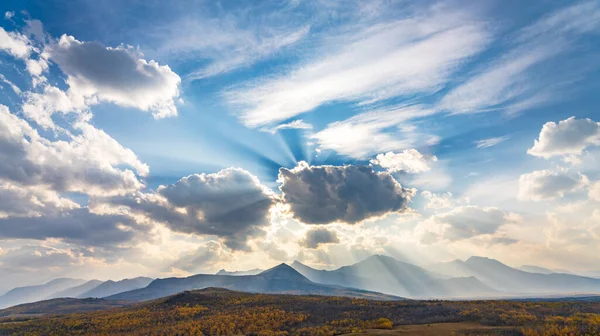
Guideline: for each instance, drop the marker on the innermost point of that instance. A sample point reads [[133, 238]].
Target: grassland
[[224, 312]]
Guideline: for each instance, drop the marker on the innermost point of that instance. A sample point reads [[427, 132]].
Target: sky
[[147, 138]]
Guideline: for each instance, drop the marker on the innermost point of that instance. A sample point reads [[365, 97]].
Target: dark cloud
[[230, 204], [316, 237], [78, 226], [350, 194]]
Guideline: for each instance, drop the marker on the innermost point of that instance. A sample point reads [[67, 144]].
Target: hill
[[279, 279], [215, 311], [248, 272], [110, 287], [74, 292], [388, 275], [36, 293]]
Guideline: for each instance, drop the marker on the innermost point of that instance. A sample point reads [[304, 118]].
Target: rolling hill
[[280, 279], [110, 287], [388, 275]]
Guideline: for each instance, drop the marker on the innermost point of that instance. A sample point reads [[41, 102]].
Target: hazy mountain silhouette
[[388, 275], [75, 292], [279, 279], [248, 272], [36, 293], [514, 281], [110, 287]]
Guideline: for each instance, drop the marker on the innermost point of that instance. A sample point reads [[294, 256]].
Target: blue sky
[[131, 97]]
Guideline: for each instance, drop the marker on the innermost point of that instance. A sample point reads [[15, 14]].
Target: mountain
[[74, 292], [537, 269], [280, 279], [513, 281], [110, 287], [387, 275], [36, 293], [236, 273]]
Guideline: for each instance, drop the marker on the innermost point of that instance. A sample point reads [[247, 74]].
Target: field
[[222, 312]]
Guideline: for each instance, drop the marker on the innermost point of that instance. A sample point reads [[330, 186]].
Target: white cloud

==

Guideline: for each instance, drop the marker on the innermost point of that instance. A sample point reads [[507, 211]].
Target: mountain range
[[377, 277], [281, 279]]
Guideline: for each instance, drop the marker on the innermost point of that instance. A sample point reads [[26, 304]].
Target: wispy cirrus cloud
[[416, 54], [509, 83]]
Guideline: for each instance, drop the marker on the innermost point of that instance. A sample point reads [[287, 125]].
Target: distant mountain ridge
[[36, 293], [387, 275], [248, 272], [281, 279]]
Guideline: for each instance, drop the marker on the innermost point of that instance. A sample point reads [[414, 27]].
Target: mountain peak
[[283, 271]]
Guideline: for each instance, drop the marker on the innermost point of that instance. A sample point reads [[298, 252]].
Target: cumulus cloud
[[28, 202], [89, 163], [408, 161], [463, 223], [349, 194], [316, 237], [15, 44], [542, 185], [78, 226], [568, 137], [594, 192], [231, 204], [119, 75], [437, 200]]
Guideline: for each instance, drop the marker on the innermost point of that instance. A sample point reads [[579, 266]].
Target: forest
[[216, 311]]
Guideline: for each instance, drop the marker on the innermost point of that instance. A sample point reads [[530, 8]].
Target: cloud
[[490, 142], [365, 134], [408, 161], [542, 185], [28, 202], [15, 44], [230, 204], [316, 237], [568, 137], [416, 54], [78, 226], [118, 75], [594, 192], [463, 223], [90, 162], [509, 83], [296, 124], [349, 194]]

▶ **GIVEN PROBLEM**
Arrange the stretch of lines above, from the line containing "reads [[330, 186]]." through the line containing "Target: white cloud", as a numbered list. Leave out any blank lines.

▶ **EXPECTED ANSWER**
1. Guideline: for each instance, drop the marker on the innermost point of that instance. A sample point reads [[330, 186]].
2. Target: white cloud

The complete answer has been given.